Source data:
## start

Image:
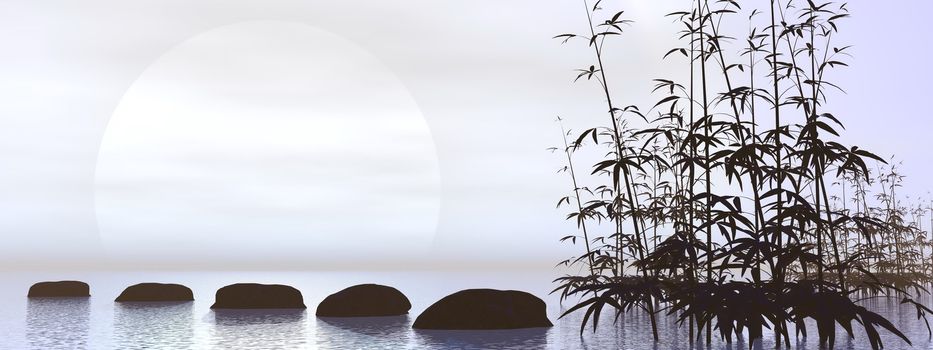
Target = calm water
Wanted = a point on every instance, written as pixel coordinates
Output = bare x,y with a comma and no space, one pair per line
99,323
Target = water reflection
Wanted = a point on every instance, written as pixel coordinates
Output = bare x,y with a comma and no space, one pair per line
57,323
391,326
166,325
259,329
530,338
363,332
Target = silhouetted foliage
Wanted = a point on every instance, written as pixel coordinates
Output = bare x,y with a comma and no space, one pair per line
727,202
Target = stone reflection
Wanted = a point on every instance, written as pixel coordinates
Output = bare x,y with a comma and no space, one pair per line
154,325
391,332
259,329
57,323
529,338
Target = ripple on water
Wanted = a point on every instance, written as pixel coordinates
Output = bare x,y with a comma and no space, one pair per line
57,323
162,325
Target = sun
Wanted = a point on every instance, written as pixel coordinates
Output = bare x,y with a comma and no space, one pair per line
267,139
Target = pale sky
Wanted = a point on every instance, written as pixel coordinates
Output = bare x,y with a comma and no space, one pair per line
365,134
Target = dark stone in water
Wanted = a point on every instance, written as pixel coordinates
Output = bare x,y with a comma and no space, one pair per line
485,309
59,289
258,296
149,292
365,300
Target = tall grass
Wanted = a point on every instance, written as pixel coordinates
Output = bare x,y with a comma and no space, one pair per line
729,198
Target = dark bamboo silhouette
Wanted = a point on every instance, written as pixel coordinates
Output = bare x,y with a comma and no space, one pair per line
739,222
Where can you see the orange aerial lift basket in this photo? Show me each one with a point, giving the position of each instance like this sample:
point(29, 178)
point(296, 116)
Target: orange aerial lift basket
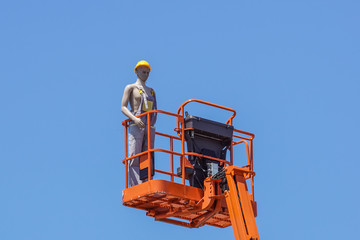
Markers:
point(207, 188)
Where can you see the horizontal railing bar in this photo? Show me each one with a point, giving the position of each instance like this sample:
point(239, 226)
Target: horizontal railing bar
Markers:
point(167, 173)
point(168, 135)
point(152, 111)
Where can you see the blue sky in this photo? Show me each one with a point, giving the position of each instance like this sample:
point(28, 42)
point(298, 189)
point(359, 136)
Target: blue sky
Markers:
point(289, 68)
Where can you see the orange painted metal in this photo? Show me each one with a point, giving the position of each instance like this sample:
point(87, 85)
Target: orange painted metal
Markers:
point(241, 208)
point(183, 205)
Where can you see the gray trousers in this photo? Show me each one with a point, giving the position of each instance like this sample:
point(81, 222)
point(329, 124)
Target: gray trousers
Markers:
point(137, 143)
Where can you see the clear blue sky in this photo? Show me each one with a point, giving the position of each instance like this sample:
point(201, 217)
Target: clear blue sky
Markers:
point(289, 68)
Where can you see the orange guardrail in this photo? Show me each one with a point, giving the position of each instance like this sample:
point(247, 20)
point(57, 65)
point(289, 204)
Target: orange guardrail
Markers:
point(239, 137)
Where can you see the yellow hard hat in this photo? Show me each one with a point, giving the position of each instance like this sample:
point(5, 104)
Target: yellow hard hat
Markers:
point(142, 63)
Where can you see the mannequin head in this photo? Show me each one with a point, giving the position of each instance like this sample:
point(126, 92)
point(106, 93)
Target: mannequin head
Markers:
point(143, 73)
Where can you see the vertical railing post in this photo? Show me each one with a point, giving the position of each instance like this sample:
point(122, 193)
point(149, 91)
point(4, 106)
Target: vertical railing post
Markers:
point(182, 145)
point(231, 148)
point(252, 168)
point(149, 145)
point(126, 156)
point(172, 158)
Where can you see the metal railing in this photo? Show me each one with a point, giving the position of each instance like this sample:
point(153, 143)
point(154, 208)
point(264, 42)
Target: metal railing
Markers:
point(239, 137)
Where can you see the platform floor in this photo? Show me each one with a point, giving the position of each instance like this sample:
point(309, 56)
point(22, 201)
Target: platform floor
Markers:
point(159, 196)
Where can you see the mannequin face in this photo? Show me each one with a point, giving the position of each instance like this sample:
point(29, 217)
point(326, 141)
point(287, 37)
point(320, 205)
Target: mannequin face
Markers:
point(143, 73)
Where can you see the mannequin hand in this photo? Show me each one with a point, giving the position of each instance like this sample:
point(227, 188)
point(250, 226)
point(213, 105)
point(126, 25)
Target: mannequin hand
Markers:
point(139, 123)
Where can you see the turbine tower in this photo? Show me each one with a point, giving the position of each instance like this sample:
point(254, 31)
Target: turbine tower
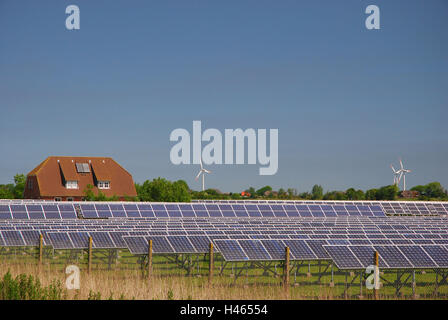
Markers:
point(403, 172)
point(396, 175)
point(400, 173)
point(203, 172)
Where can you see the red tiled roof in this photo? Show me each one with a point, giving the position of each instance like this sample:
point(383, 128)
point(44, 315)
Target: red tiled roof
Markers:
point(52, 172)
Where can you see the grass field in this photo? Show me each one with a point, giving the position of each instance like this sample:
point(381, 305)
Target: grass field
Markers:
point(120, 275)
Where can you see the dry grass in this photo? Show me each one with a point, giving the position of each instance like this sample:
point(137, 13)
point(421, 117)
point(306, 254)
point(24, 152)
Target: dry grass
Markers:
point(131, 285)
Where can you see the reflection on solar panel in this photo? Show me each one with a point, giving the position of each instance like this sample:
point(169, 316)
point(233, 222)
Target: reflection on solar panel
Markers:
point(31, 237)
point(160, 245)
point(254, 250)
point(181, 244)
point(231, 250)
point(60, 240)
point(417, 257)
point(343, 257)
point(136, 245)
point(275, 248)
point(80, 240)
point(13, 238)
point(101, 240)
point(300, 250)
point(201, 243)
point(393, 257)
point(317, 247)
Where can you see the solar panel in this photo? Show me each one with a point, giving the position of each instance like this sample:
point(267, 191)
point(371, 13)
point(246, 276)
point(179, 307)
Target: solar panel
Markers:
point(5, 213)
point(201, 243)
point(13, 238)
point(343, 257)
point(67, 211)
point(136, 245)
point(299, 250)
point(60, 240)
point(160, 244)
point(393, 257)
point(181, 244)
point(35, 211)
point(417, 257)
point(438, 254)
point(51, 212)
point(31, 237)
point(80, 240)
point(19, 212)
point(317, 247)
point(275, 248)
point(254, 250)
point(101, 240)
point(82, 167)
point(231, 250)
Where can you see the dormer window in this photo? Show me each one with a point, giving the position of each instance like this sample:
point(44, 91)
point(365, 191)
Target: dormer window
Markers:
point(72, 184)
point(103, 184)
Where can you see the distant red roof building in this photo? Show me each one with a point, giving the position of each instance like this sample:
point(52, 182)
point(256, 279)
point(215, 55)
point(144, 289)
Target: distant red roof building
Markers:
point(245, 194)
point(67, 178)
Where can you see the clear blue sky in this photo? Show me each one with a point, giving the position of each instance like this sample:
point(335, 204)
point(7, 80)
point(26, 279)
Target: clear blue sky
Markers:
point(347, 101)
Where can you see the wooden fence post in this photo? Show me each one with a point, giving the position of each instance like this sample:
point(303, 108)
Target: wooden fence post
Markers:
point(376, 264)
point(149, 258)
point(286, 270)
point(41, 242)
point(90, 256)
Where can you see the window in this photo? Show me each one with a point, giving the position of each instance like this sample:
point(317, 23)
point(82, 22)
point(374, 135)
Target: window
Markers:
point(73, 184)
point(82, 167)
point(103, 184)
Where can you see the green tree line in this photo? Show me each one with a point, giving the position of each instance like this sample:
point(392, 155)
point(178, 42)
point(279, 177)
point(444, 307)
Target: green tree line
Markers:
point(160, 189)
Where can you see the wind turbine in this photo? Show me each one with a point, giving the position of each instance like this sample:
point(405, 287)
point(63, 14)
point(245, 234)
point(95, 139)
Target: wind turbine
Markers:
point(396, 175)
point(203, 172)
point(403, 172)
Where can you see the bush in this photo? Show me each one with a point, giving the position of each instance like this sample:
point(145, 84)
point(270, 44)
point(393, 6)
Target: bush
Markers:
point(25, 287)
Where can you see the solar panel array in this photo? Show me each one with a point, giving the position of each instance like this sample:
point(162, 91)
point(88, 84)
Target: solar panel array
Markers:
point(185, 210)
point(345, 232)
point(389, 207)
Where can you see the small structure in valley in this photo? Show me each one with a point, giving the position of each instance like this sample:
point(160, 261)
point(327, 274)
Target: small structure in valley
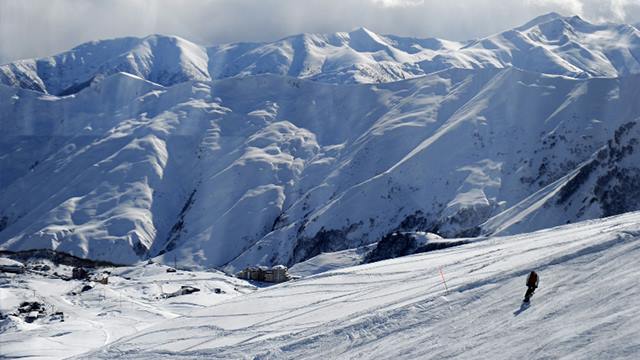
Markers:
point(11, 266)
point(79, 273)
point(276, 274)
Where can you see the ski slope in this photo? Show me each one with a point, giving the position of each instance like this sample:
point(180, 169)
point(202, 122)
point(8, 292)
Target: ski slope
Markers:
point(585, 308)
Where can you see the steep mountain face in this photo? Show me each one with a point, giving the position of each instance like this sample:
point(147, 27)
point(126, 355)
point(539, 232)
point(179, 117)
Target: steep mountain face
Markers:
point(147, 156)
point(549, 44)
point(270, 169)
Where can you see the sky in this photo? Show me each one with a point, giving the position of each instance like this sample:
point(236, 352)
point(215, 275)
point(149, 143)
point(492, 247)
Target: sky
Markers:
point(36, 28)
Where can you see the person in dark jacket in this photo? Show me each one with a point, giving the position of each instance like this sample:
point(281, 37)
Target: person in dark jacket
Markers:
point(532, 284)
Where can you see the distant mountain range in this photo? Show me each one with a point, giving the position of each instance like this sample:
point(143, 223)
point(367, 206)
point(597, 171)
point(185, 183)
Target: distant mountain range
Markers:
point(264, 153)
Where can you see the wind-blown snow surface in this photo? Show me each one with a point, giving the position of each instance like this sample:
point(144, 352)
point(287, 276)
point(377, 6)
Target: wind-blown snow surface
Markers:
point(161, 161)
point(585, 307)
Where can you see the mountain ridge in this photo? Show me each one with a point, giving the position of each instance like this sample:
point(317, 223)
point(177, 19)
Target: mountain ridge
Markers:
point(550, 43)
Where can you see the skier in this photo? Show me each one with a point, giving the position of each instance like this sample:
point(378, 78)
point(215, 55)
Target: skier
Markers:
point(532, 284)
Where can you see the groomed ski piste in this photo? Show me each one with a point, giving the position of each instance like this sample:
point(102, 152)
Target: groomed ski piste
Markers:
point(585, 308)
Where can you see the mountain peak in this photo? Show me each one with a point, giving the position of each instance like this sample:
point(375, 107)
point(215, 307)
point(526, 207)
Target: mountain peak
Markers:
point(540, 20)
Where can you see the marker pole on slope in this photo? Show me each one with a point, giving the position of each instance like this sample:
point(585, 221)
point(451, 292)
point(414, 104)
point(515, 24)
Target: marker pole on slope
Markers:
point(444, 282)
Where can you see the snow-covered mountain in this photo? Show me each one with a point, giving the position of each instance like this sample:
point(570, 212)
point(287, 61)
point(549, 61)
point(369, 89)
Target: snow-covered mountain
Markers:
point(401, 309)
point(549, 44)
point(147, 156)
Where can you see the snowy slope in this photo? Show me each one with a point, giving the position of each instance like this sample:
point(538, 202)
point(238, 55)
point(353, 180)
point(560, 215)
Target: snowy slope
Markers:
point(583, 309)
point(271, 169)
point(550, 44)
point(132, 301)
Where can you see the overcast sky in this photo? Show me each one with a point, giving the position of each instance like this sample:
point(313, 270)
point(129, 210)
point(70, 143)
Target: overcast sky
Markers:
point(33, 28)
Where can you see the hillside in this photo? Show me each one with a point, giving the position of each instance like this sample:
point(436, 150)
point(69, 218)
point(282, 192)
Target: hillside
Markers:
point(271, 169)
point(551, 44)
point(400, 309)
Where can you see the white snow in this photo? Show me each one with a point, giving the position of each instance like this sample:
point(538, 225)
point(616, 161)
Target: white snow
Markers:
point(130, 302)
point(399, 308)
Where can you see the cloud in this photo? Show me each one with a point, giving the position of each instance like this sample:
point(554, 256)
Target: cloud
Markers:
point(32, 28)
point(392, 3)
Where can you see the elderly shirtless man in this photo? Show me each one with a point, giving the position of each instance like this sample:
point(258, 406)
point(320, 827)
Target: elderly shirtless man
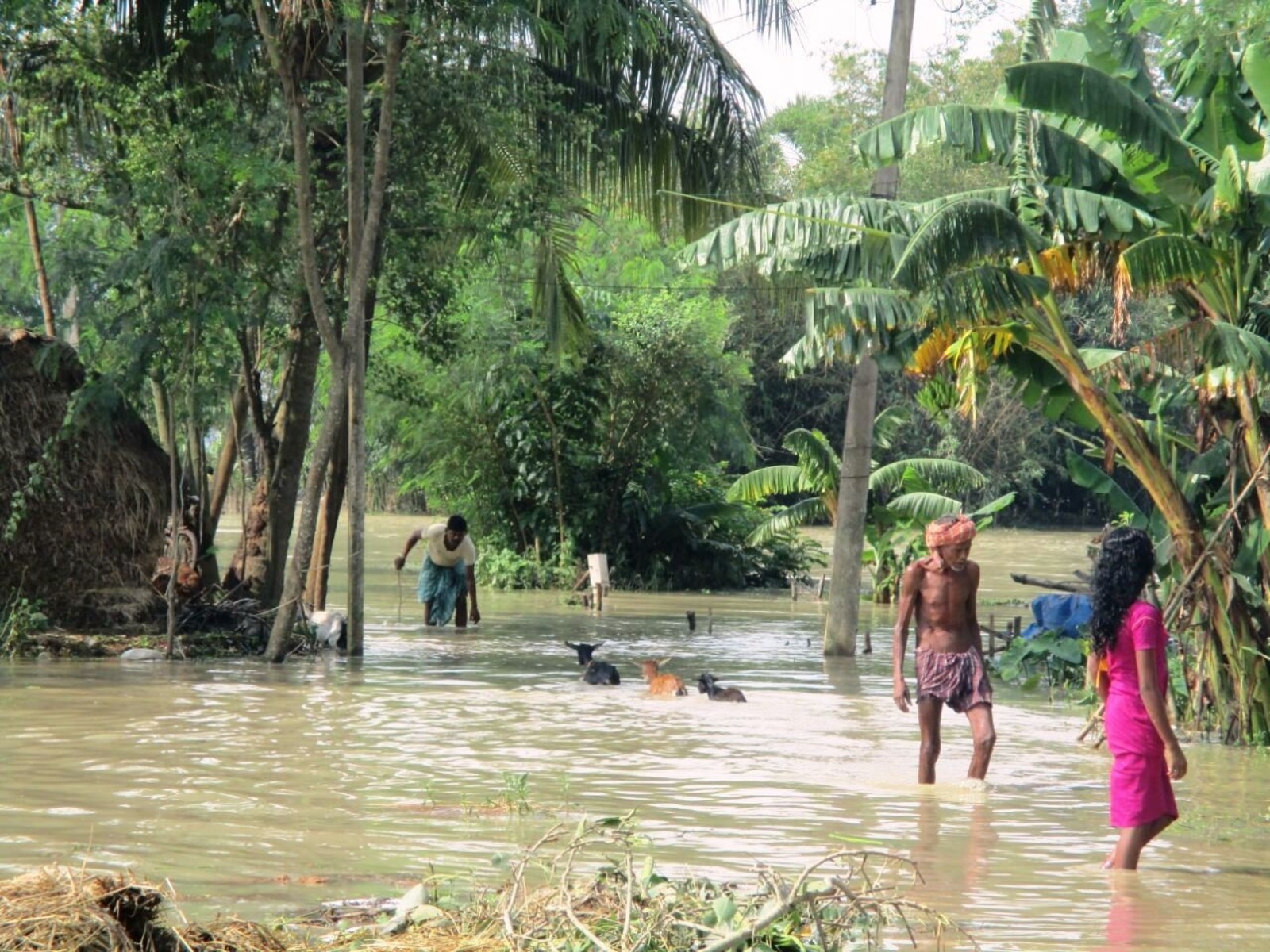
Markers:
point(941, 590)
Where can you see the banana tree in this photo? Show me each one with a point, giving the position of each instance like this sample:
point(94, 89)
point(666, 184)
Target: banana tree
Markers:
point(1191, 175)
point(906, 495)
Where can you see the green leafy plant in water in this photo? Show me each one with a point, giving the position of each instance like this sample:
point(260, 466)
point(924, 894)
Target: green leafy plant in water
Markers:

## end

Task directions:
Rescale the lines from the one containing "Where can you see the banana" through the end of the records, and reproduce only those lines, requests included. Multiply every point coordinate in the answers by 0.4 and round to whole numbers, halves up, but leave the sample points in the requests unchanged.

Right answer:
Where can you see the banana tree in this photo? Show me each one with a point, giving the position of each instance like this sample:
point(94, 89)
point(666, 184)
Target: banana tree
Markers:
point(476, 70)
point(362, 198)
Where can you see the green leafy plant in water in this photo? Show me each one with a point, giving the position of each instance like this sample:
point(260, 466)
point(924, 894)
Target: green leafy plant in water
Markers:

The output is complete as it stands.